_What this task involves_.
Type out the data again, word for word and in full.

Source data
--- START ---

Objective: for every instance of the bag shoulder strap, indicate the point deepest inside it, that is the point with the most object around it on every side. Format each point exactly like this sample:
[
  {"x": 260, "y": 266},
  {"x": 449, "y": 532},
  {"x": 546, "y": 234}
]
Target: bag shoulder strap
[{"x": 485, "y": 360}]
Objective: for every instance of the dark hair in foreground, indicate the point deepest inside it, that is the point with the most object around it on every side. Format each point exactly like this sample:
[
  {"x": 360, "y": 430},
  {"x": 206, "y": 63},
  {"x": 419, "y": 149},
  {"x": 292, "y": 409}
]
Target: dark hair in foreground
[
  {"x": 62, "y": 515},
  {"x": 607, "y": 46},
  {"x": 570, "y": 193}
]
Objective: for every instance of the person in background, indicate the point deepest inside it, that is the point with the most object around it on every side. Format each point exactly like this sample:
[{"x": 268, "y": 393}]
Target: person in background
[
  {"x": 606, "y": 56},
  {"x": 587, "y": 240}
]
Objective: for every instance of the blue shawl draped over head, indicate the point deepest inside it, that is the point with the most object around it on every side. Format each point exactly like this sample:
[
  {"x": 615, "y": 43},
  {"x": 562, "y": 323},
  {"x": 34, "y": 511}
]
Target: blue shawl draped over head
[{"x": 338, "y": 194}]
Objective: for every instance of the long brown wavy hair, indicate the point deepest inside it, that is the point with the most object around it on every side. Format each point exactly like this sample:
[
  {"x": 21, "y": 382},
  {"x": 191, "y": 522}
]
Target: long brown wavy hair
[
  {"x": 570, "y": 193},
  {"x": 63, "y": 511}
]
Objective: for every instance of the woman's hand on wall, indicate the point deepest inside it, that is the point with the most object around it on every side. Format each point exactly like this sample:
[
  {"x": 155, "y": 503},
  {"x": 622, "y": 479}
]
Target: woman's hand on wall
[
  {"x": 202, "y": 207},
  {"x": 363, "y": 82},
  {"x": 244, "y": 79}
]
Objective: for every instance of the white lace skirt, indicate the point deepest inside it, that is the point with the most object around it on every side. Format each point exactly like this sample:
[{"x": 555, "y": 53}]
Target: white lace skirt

--- END ---

_Expected answer_.
Objective: for every instance of the bag shoulder strap, indicate the point deepest inside it, that is the point with the most object around it on every side. Format each point exactly like this sample:
[
  {"x": 260, "y": 266},
  {"x": 449, "y": 532},
  {"x": 546, "y": 234}
]
Target: bag shoulder strap
[{"x": 485, "y": 360}]
Objective: for every instance of the dark hair in foreground, indicate the point deepest inside it, that is the point with the most object around it on every side. Format each point exactly like this sample:
[
  {"x": 360, "y": 430},
  {"x": 206, "y": 63},
  {"x": 419, "y": 149},
  {"x": 292, "y": 409}
]
Target: dark hair in foreground
[
  {"x": 62, "y": 515},
  {"x": 607, "y": 46},
  {"x": 570, "y": 193}
]
Objective: for every instance of the person in background, indicate the point deepest inside it, that is the point with the most object around it on every side. Format each point exactly like this sample:
[{"x": 268, "y": 393}]
Target: person in background
[
  {"x": 606, "y": 56},
  {"x": 587, "y": 240}
]
Objective: for every instance of the blue shawl draped over head, indicate the point deepest inside it, that is the point with the most object around it on every side. Format each point exactly like this sample:
[
  {"x": 615, "y": 43},
  {"x": 562, "y": 323},
  {"x": 34, "y": 511}
]
Target: blue shawl draped over head
[{"x": 338, "y": 194}]
Objective: for every instance of the long brown wavy hair, indicate the point deepest inside it, that is the point with the most object around it on every side. Format each point exactly like this sample:
[
  {"x": 21, "y": 382},
  {"x": 191, "y": 522}
]
Target: long brown wavy hair
[
  {"x": 570, "y": 193},
  {"x": 63, "y": 511}
]
Objective: for every instance of the woman's hand on wall, indicate the point deepest inside it, that is the point with the most object around it on every side. Format each point exactly like this sample:
[
  {"x": 155, "y": 503},
  {"x": 622, "y": 479}
]
Target: woman's hand on wall
[
  {"x": 202, "y": 207},
  {"x": 363, "y": 82},
  {"x": 244, "y": 79}
]
Objective: for every instance of the white lace skirt, indicate the point deepest inside it, that is the point with the most object around it on every side. Format each point exactly like this sample:
[{"x": 555, "y": 53}]
Target: white lace skirt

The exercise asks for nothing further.